§ Exercises
A: In the passage on Mr. Jagdeo's leadership below, condense the paragraph beginning "I first met Mr. Jagdeo as President in 1999" into a shorter version that keeps its main facts.
B: According to the passage on Mr. Jagdeo's leadership below, what are the two categories of leadership?

§ Text excerpt
First, I do not think Mr. Jagdeo possesses leadership qualities. In graduate school, we were taught that there were nine of them (I think this came out of a study of comparative leadership done at Ohio University in the late seventies). We cannot enumerate them here and even if this is done it would entail discussing each of them.
I see Mr. Jagdeo possessing not even one of them. Leadership falls into two categories –transactional and transformational. Only Mr. Jagdeo’s underlings who are in his generous pay would admit that he is a transformational leader.
I first met Mr. Jagdeo as President in 1999 after advice from then Minister of Finance, Mr. Sasenarine Kowlessar, that in order to change the specification in my duty-free car letter I had to see the President himself. If that was a horrible thought, more frightening was the acceptance of Mr. Jagdeo to see me to discuss that unadulterated inconsequentiality. I saw the lack of quality in Mr. Jagdeo after he agreed to the change. Any leader, be it in the security forces, corporate world, or in government must instill self-respect into their authority. Their deportment must be shaped to induce people to respect their office and the person behind the desk.

§ Source data

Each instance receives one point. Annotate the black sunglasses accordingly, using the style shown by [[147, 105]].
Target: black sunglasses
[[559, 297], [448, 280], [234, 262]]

§ Solution set
A: The writer first met Mr. Jagdeo as President in 1999. Then-Minister of Finance Sasenarine Kowlessar had advised that changing the specification in the writer's duty-free car letter required seeing the President himself. The writer found it even more frightening that Mr. Jagdeo agreed to meet over such a trivial matter. The writer saw his lack of quality after he approved the change. The writer holds that any leader must instill self-respect into their authority and carry themselves so that people respect both the office and the person holding it.

B: Transactional and transformational.